Requirement ▸ From the line containing "Please tag the white flat" down to the final line of the entries below, quote every line verbatim. Exclude pictures.

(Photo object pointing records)

********************

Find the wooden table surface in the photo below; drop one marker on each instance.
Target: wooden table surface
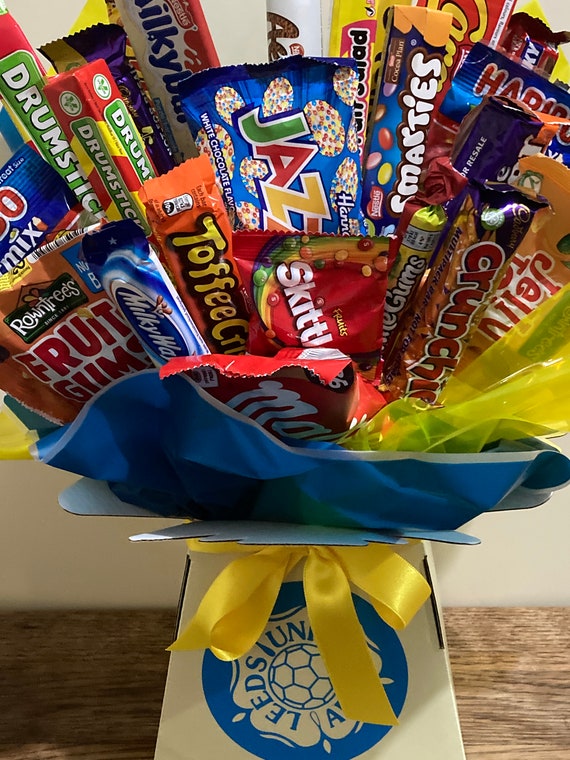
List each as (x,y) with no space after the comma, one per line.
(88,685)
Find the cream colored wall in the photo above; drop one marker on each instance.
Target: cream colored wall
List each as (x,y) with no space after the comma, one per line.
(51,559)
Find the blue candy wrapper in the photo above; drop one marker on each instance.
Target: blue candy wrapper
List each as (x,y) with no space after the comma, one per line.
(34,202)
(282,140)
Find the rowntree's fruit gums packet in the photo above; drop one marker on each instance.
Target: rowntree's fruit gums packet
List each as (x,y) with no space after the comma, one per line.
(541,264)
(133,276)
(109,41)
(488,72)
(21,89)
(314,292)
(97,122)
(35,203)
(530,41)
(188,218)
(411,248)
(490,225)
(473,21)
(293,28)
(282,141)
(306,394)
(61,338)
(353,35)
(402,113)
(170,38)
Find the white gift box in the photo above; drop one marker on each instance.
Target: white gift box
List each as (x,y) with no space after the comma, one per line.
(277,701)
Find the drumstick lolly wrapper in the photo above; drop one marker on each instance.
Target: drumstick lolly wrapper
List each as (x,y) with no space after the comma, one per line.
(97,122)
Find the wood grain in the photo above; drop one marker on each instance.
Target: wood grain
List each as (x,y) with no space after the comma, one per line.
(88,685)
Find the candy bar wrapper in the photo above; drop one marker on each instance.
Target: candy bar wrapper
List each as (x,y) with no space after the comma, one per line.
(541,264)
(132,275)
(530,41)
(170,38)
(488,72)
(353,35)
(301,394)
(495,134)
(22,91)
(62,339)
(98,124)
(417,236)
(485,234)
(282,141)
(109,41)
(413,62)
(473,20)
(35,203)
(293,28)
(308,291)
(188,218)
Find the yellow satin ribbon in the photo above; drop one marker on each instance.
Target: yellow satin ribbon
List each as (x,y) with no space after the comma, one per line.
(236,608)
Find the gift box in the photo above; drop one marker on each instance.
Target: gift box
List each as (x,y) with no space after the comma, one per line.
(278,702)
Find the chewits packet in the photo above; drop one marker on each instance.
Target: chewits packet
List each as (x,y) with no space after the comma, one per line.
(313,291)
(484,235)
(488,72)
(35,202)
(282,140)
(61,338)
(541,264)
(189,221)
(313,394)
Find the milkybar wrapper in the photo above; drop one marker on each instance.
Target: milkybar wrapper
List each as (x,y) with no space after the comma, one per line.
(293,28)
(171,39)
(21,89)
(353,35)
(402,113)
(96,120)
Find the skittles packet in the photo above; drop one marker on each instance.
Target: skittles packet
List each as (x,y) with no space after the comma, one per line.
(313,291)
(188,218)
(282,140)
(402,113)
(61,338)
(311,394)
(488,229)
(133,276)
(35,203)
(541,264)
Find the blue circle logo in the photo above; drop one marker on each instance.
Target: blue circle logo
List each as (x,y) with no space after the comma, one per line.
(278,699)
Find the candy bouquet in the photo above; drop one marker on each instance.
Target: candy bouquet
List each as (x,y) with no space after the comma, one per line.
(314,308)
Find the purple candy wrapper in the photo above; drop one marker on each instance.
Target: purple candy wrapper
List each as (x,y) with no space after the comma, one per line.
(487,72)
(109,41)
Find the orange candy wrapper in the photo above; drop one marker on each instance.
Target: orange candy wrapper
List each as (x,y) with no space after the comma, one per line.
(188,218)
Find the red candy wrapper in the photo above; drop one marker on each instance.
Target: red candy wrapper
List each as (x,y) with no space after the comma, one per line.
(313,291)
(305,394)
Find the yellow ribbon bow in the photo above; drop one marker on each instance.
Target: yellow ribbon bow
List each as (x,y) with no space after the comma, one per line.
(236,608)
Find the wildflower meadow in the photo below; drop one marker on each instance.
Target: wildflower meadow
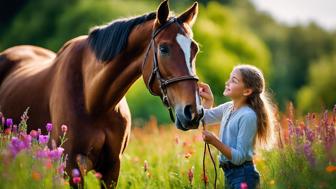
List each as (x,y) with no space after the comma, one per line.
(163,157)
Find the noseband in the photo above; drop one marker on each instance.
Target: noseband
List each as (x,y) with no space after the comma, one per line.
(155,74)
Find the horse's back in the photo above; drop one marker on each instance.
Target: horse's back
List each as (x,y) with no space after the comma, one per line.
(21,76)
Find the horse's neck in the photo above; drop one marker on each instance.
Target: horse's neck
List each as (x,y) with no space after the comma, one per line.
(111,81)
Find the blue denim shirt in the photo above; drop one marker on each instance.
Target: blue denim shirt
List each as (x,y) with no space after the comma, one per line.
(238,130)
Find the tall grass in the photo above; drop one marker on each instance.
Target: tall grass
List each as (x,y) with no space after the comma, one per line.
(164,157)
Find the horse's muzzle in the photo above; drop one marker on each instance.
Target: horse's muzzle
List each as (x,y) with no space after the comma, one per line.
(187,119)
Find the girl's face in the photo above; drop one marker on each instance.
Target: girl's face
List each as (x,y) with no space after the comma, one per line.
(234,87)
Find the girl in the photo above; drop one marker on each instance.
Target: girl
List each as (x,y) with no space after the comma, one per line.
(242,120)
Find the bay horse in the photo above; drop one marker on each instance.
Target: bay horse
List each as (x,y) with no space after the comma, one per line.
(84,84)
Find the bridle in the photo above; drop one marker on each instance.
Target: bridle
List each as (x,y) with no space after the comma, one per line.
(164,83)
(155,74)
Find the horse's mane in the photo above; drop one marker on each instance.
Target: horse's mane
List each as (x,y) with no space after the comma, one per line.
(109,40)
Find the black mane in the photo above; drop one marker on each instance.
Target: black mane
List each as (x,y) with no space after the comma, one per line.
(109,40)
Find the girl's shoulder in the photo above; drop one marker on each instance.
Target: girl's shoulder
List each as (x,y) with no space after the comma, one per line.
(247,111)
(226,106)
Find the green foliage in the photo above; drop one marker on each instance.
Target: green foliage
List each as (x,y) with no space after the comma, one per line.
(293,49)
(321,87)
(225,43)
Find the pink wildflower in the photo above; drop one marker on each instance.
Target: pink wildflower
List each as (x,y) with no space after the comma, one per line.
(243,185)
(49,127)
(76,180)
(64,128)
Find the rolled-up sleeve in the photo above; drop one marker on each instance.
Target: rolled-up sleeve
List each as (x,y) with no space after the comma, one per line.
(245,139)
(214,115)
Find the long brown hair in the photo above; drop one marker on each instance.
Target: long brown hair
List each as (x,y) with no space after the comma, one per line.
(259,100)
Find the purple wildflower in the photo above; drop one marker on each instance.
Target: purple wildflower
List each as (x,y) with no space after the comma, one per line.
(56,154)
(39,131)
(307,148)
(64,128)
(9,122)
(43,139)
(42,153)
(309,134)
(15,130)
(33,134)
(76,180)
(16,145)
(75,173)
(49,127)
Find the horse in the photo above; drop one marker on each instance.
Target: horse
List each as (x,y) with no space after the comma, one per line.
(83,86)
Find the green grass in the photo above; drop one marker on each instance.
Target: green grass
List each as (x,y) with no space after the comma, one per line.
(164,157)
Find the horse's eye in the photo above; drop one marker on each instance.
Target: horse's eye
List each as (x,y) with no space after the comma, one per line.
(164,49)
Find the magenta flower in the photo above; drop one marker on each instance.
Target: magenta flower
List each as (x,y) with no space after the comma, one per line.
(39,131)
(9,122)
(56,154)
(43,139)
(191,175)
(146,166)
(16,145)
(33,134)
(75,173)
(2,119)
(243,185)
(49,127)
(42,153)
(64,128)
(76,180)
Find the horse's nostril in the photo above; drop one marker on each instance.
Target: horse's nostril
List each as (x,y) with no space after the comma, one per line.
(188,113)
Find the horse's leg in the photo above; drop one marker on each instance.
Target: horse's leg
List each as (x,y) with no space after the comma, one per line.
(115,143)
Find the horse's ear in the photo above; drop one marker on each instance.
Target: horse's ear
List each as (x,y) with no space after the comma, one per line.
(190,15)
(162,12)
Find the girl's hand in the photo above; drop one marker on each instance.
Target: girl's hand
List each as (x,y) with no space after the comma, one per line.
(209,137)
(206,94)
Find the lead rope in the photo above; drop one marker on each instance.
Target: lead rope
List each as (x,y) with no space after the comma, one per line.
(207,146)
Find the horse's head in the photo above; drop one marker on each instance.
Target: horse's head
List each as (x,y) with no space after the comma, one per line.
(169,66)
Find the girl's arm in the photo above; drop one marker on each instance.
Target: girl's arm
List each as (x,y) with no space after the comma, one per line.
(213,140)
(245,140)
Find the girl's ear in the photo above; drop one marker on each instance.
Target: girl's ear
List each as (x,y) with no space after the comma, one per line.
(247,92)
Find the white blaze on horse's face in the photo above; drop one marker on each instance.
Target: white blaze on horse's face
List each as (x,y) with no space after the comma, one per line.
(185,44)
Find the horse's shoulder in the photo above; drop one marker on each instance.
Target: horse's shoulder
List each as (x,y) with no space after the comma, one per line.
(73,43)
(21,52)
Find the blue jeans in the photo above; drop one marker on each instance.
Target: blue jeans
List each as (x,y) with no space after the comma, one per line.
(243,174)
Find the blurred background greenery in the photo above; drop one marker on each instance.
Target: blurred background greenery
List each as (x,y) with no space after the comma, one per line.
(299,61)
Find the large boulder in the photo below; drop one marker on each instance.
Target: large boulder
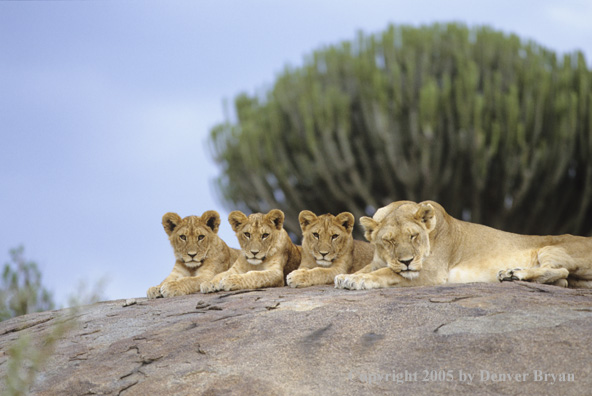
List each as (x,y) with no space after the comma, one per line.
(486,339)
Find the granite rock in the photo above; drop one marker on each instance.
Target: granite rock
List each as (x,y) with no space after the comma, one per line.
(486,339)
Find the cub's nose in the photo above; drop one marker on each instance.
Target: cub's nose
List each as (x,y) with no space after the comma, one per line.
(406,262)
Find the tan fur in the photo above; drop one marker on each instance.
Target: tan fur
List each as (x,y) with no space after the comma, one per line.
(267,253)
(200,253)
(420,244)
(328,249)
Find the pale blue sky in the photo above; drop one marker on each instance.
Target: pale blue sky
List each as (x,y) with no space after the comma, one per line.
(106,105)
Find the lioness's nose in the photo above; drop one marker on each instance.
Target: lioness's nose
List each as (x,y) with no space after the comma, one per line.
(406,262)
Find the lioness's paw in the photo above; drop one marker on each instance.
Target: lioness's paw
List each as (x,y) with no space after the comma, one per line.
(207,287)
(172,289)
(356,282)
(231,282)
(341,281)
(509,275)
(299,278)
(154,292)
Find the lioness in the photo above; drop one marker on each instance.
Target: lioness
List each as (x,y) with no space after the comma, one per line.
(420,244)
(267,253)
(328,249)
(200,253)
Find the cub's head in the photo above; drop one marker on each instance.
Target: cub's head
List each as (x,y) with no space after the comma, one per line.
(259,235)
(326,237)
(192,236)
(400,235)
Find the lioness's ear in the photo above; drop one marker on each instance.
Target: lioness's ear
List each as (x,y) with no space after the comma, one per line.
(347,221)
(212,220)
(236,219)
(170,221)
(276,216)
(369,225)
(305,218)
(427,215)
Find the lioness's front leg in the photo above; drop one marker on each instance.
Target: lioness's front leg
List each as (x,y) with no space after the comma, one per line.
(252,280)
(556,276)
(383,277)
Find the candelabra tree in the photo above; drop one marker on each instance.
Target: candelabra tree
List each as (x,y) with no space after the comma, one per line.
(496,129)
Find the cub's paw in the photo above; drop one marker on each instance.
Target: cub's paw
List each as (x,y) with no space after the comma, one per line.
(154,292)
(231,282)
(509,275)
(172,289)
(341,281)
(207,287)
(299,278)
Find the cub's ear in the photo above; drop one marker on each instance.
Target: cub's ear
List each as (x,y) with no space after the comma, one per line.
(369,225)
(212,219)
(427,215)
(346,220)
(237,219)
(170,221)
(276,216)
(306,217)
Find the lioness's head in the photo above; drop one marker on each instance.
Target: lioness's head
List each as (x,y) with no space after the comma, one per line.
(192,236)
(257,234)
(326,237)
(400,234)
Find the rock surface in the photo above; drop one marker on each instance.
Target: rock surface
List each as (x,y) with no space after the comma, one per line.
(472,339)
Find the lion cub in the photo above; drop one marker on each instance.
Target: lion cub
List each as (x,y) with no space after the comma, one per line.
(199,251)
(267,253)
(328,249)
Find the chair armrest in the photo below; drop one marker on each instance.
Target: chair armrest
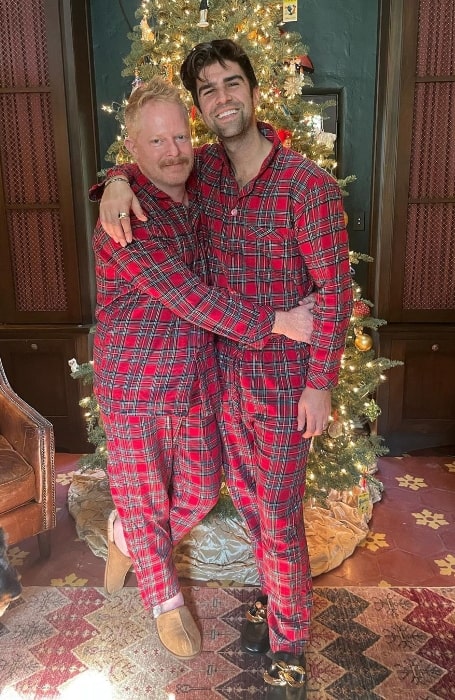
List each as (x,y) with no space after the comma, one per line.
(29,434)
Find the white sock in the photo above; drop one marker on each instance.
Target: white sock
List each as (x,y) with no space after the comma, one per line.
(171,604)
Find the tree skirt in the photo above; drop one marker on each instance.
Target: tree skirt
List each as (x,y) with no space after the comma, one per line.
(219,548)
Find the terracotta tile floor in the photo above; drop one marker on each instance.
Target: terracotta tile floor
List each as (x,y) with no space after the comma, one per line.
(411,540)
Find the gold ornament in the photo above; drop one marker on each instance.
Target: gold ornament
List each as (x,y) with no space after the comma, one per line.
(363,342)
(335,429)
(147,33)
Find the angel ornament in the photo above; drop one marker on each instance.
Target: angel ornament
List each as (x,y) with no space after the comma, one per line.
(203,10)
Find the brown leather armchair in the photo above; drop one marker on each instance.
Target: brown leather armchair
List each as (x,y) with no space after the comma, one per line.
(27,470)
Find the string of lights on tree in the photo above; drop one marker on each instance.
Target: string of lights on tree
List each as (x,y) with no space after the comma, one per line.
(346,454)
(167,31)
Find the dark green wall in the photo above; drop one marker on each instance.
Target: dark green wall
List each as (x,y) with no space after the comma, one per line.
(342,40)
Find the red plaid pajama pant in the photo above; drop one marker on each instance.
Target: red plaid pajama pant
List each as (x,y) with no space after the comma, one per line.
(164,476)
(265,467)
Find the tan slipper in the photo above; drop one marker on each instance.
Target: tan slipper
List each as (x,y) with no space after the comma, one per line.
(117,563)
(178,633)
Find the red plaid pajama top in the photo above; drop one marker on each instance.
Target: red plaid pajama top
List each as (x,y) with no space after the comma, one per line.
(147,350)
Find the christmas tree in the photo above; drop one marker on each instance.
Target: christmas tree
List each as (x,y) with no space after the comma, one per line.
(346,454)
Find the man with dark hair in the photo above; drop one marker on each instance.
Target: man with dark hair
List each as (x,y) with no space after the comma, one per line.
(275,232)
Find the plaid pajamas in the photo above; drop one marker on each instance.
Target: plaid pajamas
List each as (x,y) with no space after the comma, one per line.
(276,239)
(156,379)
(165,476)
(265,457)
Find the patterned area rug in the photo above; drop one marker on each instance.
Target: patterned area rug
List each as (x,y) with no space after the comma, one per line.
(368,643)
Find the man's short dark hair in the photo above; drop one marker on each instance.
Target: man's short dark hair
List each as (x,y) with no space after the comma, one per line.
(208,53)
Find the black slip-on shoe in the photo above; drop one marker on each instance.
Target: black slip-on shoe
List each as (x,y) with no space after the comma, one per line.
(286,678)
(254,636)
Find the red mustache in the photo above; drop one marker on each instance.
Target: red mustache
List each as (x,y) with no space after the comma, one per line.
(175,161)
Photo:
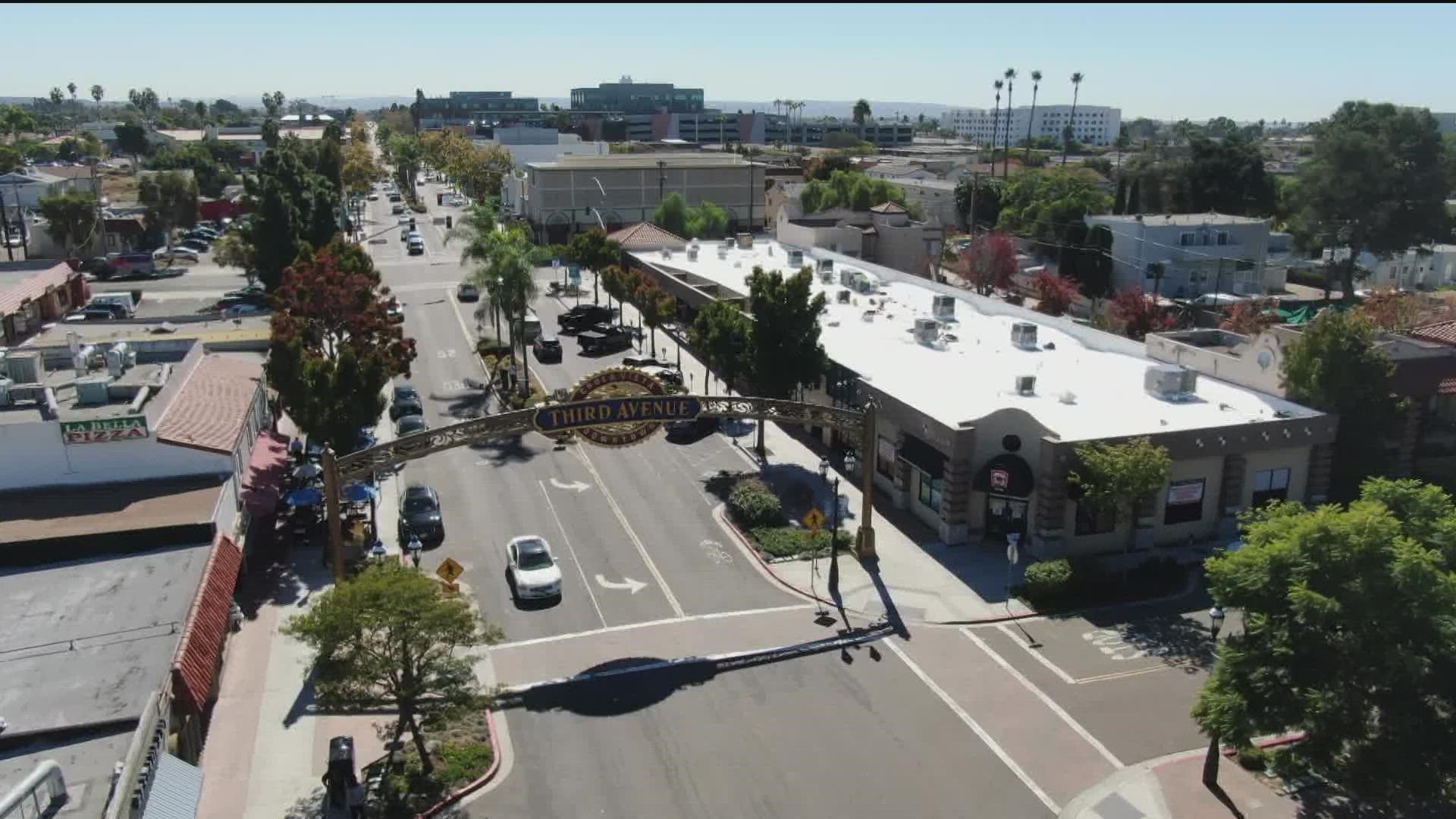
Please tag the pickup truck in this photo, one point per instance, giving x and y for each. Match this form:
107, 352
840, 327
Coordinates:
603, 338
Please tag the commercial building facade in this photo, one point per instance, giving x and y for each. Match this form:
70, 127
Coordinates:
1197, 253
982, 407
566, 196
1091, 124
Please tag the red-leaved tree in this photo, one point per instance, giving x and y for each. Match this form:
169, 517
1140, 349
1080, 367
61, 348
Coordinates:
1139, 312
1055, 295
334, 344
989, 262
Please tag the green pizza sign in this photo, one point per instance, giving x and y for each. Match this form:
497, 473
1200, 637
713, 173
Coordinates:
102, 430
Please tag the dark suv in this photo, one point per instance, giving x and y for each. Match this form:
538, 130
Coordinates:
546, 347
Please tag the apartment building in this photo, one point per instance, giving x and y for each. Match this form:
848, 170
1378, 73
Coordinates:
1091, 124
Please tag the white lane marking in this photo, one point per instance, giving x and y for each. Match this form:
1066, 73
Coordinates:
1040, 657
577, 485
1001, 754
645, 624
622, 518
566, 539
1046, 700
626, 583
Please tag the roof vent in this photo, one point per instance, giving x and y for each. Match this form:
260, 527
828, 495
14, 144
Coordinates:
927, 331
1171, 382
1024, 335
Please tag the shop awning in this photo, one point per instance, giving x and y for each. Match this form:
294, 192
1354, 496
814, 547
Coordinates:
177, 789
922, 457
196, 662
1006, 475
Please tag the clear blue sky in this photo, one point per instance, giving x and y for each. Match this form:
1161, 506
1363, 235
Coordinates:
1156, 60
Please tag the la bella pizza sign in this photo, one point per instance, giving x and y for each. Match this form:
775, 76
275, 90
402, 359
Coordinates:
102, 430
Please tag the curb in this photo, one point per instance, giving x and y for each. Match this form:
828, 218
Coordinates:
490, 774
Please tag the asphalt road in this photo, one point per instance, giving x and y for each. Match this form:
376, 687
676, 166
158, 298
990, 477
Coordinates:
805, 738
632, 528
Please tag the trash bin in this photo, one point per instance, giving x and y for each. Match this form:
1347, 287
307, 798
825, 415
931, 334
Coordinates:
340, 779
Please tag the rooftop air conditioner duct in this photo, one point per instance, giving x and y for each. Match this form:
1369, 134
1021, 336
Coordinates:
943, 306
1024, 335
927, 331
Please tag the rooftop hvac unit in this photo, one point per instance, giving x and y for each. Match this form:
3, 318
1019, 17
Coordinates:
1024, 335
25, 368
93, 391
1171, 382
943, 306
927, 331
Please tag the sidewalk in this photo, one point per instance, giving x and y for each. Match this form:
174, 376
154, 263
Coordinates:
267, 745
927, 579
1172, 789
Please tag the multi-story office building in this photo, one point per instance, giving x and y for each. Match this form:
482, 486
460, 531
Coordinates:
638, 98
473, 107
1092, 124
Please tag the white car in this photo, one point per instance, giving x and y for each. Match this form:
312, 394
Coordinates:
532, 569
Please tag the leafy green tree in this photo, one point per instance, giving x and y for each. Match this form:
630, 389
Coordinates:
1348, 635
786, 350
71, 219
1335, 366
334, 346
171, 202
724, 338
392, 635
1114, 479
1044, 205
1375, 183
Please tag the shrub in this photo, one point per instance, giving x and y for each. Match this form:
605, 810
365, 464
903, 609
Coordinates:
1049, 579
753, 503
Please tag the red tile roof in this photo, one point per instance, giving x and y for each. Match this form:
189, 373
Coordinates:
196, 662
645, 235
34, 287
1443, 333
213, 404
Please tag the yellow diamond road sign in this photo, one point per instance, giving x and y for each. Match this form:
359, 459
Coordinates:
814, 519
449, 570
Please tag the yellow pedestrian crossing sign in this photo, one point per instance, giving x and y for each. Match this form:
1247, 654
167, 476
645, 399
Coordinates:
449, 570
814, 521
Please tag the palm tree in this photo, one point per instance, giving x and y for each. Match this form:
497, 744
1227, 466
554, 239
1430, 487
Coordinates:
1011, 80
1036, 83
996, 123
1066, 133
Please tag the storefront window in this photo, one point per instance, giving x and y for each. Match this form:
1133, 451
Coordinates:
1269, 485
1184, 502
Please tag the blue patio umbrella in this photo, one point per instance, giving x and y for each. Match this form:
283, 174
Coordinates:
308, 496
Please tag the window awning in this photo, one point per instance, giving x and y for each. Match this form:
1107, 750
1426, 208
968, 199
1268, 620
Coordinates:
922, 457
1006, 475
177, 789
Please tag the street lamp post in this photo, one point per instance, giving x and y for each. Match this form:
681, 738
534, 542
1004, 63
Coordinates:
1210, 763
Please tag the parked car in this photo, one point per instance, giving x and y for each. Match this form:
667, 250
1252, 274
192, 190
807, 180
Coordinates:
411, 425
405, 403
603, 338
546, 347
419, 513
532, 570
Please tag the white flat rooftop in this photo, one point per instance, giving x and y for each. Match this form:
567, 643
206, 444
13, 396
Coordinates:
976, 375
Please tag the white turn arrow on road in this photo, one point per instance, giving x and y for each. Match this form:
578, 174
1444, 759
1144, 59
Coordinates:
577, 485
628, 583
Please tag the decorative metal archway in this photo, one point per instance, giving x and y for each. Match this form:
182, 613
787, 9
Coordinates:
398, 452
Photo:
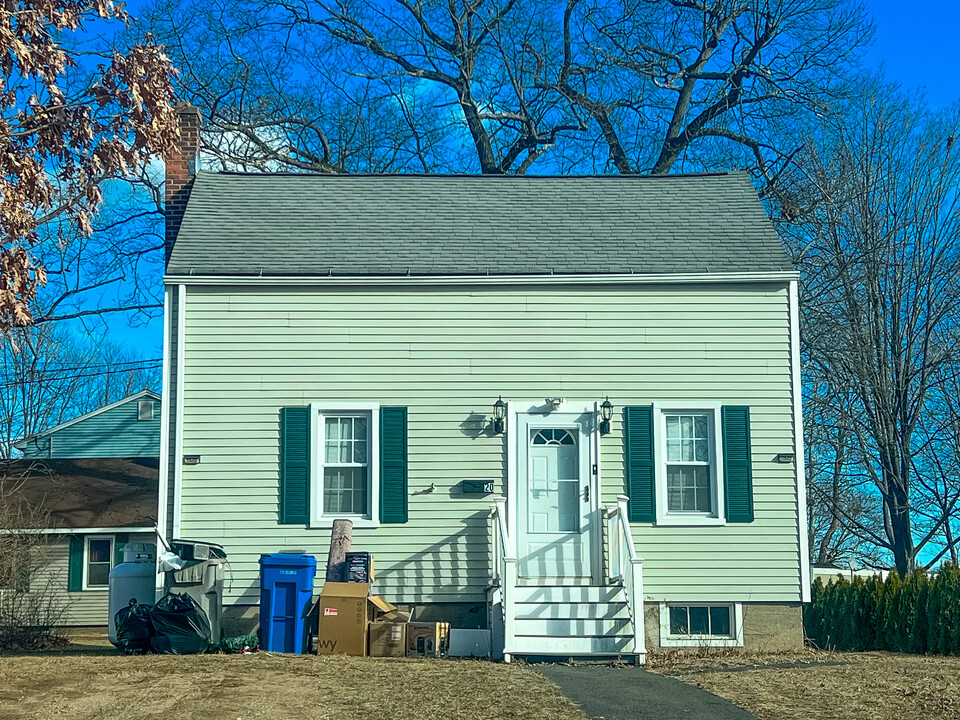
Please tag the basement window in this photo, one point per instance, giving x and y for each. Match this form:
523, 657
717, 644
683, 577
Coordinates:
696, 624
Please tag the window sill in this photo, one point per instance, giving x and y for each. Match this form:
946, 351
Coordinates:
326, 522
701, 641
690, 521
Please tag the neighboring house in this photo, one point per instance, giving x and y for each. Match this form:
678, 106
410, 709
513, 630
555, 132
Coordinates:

********************

Output for this task ▸
Please tag the white flat rooftop in this photo, one point per instance, giving x and y for each. Match this form:
567, 643
206, 444
13, 396
Coordinates:
976, 375
Please tag the white turn arrow on road in this photo, one point per instance, giving x and y for each. Match this form:
578, 174
1444, 759
1144, 59
Coordinates:
577, 485
628, 583
Please tag the decorative metal archway in this photo, one point per instance, giving x and y for each. Match this form:
182, 613
787, 9
Coordinates:
398, 452
Photo:
Please tag the basement window in this photo, one point per instance, giving x and y for each. Match this form:
523, 657
717, 644
683, 577
Coordinates:
696, 624
Please tag the window sill in this photo, one point per instance, giving x and y for each. Match this form:
946, 351
Coordinates:
326, 522
701, 641
690, 521
Please tag the neighboring house in this photo, one point per instance, giving x and y for each. Match this form:
678, 106
410, 709
513, 630
555, 132
Coordinates:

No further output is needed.